## Supplied records

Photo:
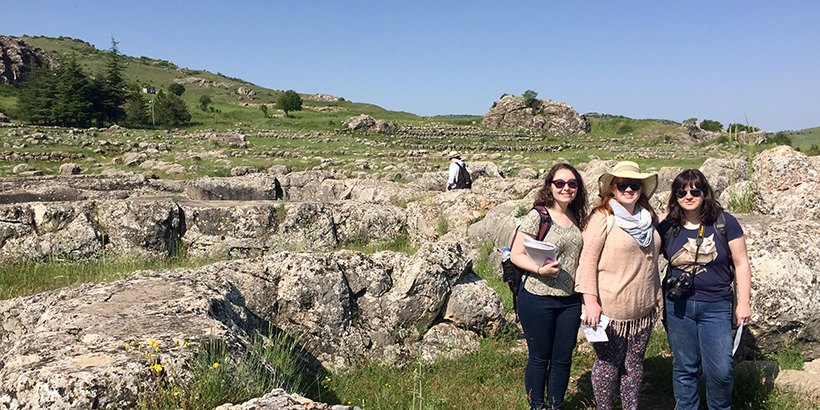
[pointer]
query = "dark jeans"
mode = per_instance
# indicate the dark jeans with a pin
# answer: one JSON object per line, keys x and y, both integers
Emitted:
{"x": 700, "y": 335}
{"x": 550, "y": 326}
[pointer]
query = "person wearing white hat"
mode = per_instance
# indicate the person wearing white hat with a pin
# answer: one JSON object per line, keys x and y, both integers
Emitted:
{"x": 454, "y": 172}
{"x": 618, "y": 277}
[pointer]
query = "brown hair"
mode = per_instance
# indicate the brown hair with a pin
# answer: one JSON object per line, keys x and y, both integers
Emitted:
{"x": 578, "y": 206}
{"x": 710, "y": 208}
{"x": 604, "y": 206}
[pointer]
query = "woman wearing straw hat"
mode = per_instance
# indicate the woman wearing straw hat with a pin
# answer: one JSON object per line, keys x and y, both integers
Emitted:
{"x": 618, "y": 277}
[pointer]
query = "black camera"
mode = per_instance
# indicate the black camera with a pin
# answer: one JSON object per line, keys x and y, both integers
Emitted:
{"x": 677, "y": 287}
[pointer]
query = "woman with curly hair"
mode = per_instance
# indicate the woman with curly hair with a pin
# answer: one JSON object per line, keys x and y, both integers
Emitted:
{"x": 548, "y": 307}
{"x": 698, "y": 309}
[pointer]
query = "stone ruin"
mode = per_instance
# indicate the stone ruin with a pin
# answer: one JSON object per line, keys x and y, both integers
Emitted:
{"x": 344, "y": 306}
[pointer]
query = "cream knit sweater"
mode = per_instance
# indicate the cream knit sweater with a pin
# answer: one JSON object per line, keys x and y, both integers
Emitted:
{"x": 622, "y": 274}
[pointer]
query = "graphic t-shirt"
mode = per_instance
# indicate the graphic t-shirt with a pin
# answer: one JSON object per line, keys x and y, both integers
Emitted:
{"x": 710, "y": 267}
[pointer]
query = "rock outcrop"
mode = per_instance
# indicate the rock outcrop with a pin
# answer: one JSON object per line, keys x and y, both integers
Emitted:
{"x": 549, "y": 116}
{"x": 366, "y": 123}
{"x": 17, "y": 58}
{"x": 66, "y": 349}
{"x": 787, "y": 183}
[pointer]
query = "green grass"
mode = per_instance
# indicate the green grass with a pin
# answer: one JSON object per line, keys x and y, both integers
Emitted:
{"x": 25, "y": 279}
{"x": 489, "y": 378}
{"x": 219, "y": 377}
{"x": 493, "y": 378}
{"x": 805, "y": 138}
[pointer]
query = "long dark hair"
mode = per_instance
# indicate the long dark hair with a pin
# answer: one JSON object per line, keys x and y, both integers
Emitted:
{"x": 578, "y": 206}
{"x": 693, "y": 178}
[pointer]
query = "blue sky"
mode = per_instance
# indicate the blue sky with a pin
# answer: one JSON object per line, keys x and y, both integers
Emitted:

## The task
All lines from the one containing "# indicate the green grass with a pin" through the end of the material should be restated exactly, with both end lines kept.

## Exercise solution
# indicate the green grass with a pin
# answer: one JSON object per line, keys x and y, both integers
Emitted:
{"x": 25, "y": 279}
{"x": 489, "y": 378}
{"x": 219, "y": 377}
{"x": 493, "y": 378}
{"x": 805, "y": 138}
[pointer]
query = "long dark hair"
mode = per_instance
# indicate the long dark hair with a pin
# answer: one JSON object per line, keys x and y, both integers
Emitted:
{"x": 578, "y": 206}
{"x": 693, "y": 178}
[pointer]
query = "blue sky"
mode = per_instance
# indicate the blue sky with a pin
# answer: one JSON object per line, keys x and y, both integers
Emitted:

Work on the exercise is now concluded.